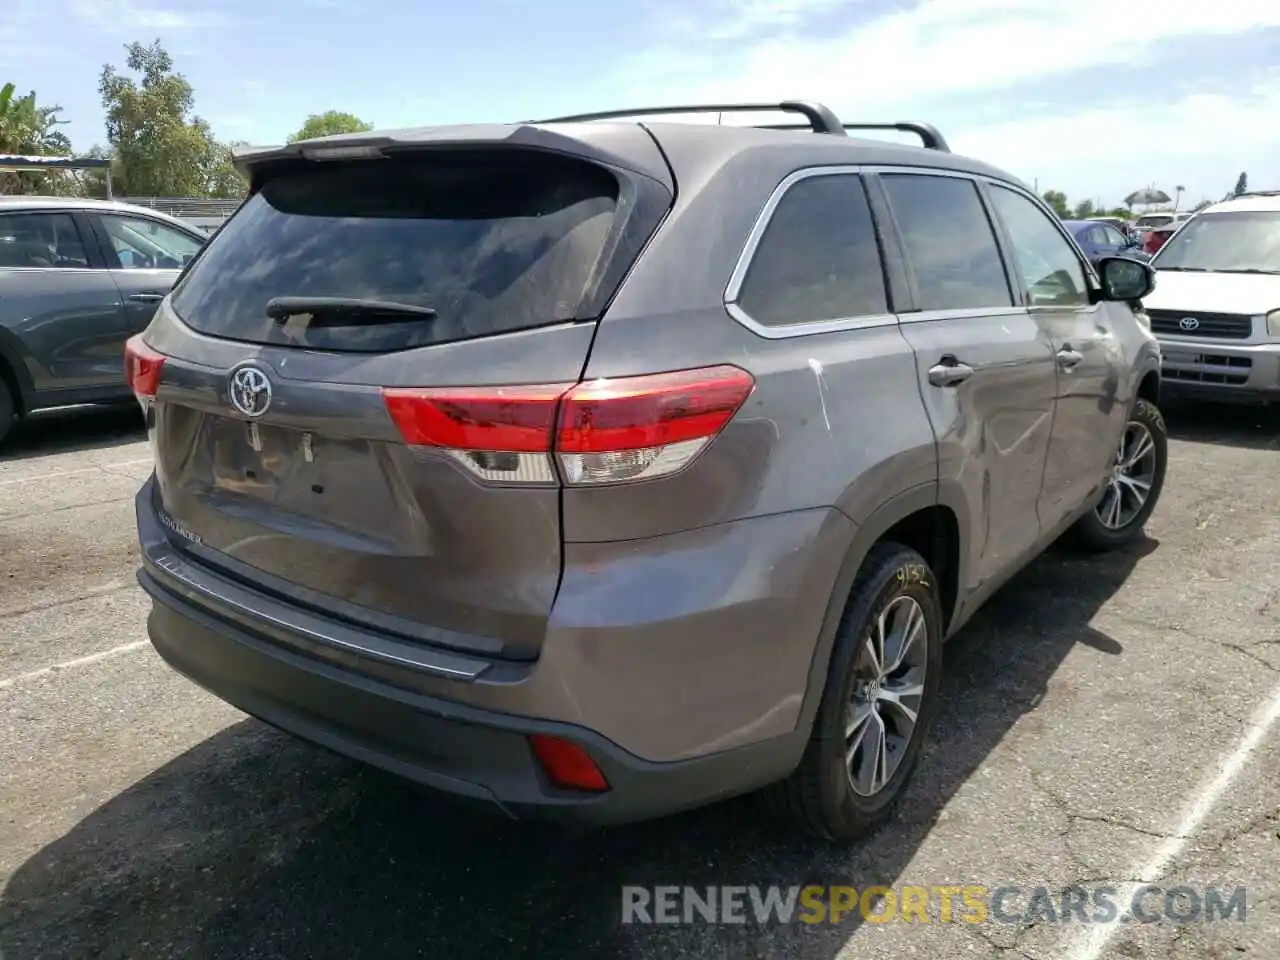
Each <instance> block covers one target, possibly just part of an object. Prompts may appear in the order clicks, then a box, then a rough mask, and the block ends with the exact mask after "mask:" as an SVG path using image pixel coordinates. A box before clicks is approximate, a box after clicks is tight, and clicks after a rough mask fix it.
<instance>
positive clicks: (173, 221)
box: [0, 197, 206, 440]
mask: <svg viewBox="0 0 1280 960" xmlns="http://www.w3.org/2000/svg"><path fill="white" fill-rule="evenodd" d="M205 239H206V238H205V237H204V236H201V234H200V233H197V232H196V230H195V229H193V228H191V227H188V225H187V224H184V223H182V221H180V220H177V219H174V218H172V216H165V215H164V214H160V212H157V211H155V210H147V209H145V207H137V206H131V205H128V204H118V202H110V201H95V200H84V198H61V197H0V440H4V436H5V434H6V433H8V431H9V429H10V428H12V425H13V424H14V421H15V420H17V419H18V417H22V416H24V415H26V413H29V412H32V411H33V410H40V408H44V407H63V406H69V404H73V403H104V402H105V403H111V402H122V401H123V402H125V403H129V402H132V394H131V393H129V387H128V383H127V381H125V379H124V369H123V366H122V362H120V355H122V352H123V351H124V342H125V340H127V339H128V338H129V337H132V335H134V334H136V333H138V332H141V330H143V329H146V325H147V324H148V323H151V315H152V314H154V312H155V310H156V306H157V305H159V303H160V301H161V300H164V296H165V294H166V293H168V292H169V288H170V287H172V285H173V282H174V280H175V279H178V274H179V271H180V270H182V268H183V266H184V265H186V264H187V262H188V261H189V260H191V259H192V257H193V256H195V255H196V251H197V250H200V247H201V244H202V243H204V242H205Z"/></svg>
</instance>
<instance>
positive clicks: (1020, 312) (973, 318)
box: [897, 305, 1029, 324]
mask: <svg viewBox="0 0 1280 960" xmlns="http://www.w3.org/2000/svg"><path fill="white" fill-rule="evenodd" d="M1028 315H1029V312H1028V307H1025V306H1018V305H1014V306H1011V307H961V308H959V310H916V311H915V312H914V314H899V315H897V319H899V323H904V324H928V323H932V321H934V320H989V319H992V317H997V319H998V317H1001V316H1028Z"/></svg>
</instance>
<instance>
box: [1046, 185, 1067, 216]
mask: <svg viewBox="0 0 1280 960" xmlns="http://www.w3.org/2000/svg"><path fill="white" fill-rule="evenodd" d="M1043 198H1044V202H1046V204H1048V205H1050V206H1051V207H1053V212H1055V214H1057V215H1059V216H1061V218H1064V219H1066V218H1068V216H1070V215H1071V209H1070V207H1069V206H1068V205H1066V195H1065V193H1062V192H1061V191H1056V189H1047V191H1044V197H1043Z"/></svg>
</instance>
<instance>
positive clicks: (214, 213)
mask: <svg viewBox="0 0 1280 960" xmlns="http://www.w3.org/2000/svg"><path fill="white" fill-rule="evenodd" d="M116 200H119V201H120V202H123V204H133V205H134V206H145V207H150V209H151V210H159V211H160V212H161V214H169V215H170V216H182V218H218V216H220V218H223V219H225V218H228V216H230V215H232V214H234V212H236V209H237V207H238V206H239V205H241V202H243V201H241V200H211V198H209V197H119V196H118V197H116Z"/></svg>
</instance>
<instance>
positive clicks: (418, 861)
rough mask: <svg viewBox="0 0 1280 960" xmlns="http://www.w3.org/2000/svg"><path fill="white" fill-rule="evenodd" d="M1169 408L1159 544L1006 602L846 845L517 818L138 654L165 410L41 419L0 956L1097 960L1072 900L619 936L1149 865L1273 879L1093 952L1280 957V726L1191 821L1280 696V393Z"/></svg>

==================================================

• TASK TO CARRY OUT:
A faithful copy of the data above is wanted, with every image left out.

• TASK RESULT:
Each <instance> block covers one target, possibly just part of an object. Prompts may appear in the order clicks, then a box, then a rough mask, and the block ends with the exact mask after "mask:" as an SVG path using image pixel coordinates. A box before clicks is approximate, a box after clicks is tight, and clicks after a rough mask fix it.
<instance>
positive clicks: (173, 221)
box: [0, 197, 206, 440]
mask: <svg viewBox="0 0 1280 960" xmlns="http://www.w3.org/2000/svg"><path fill="white" fill-rule="evenodd" d="M205 239H206V238H205V237H204V236H201V234H200V233H197V232H196V230H195V229H193V228H191V227H188V225H187V224H184V223H182V221H180V220H177V219H174V218H172V216H165V215H164V214H160V212H157V211H155V210H147V209H145V207H137V206H131V205H128V204H118V202H110V201H95V200H84V198H61V197H0V440H4V436H5V434H6V433H8V431H9V429H10V428H12V425H13V424H14V421H15V420H17V419H18V417H22V416H24V415H26V413H29V412H32V411H33V410H40V408H44V407H63V406H69V404H73V403H104V402H105V403H111V402H122V401H123V402H125V403H129V402H132V394H131V393H129V387H128V383H127V381H125V379H124V369H123V366H122V362H120V355H122V352H123V351H124V342H125V340H127V339H128V338H129V337H132V335H134V334H136V333H138V332H141V330H143V329H146V325H147V324H148V323H151V315H152V314H154V312H155V310H156V306H157V305H159V303H160V301H161V300H164V296H165V294H166V293H168V292H169V288H170V287H172V285H173V282H174V280H175V279H178V274H179V271H180V270H182V268H183V266H184V265H186V264H187V262H188V261H189V260H191V259H192V257H193V256H195V255H196V251H197V250H200V247H201V244H202V243H204V242H205Z"/></svg>
</instance>
<instance>
positive clicks: (1020, 312) (973, 318)
box: [897, 305, 1029, 324]
mask: <svg viewBox="0 0 1280 960" xmlns="http://www.w3.org/2000/svg"><path fill="white" fill-rule="evenodd" d="M1028 315H1029V312H1028V307H1025V306H1018V305H1014V306H1011V307H961V308H959V310H916V311H915V312H914V314H899V315H897V319H899V323H904V324H928V323H932V321H934V320H989V319H992V317H997V319H998V317H1001V316H1028Z"/></svg>
</instance>
<instance>
box: [1046, 185, 1067, 216]
mask: <svg viewBox="0 0 1280 960" xmlns="http://www.w3.org/2000/svg"><path fill="white" fill-rule="evenodd" d="M1043 198H1044V202H1046V204H1048V205H1050V206H1051V207H1053V212H1055V214H1057V215H1059V216H1061V218H1064V219H1066V218H1068V216H1070V215H1071V209H1070V207H1069V206H1068V205H1066V195H1065V193H1062V192H1061V191H1056V189H1047V191H1044V197H1043Z"/></svg>
</instance>
<instance>
positive clicks: (214, 213)
mask: <svg viewBox="0 0 1280 960" xmlns="http://www.w3.org/2000/svg"><path fill="white" fill-rule="evenodd" d="M116 200H119V201H120V202H123V204H133V205H134V206H145V207H150V209H151V210H159V211H160V212H161V214H169V215H170V216H182V218H218V216H220V218H223V219H225V218H228V216H230V215H232V214H234V212H236V209H237V207H238V206H239V205H241V202H243V201H241V200H211V198H209V197H119V196H118V197H116Z"/></svg>
</instance>
<instance>
positive clicks: (418, 861)
rough mask: <svg viewBox="0 0 1280 960" xmlns="http://www.w3.org/2000/svg"><path fill="white" fill-rule="evenodd" d="M1169 408L1159 544L1006 602L846 845L517 818L138 654L165 410L41 419L0 956L1097 960L1072 900L619 936L1149 865L1273 879L1093 952L1280 957V726L1191 821L1280 696V393Z"/></svg>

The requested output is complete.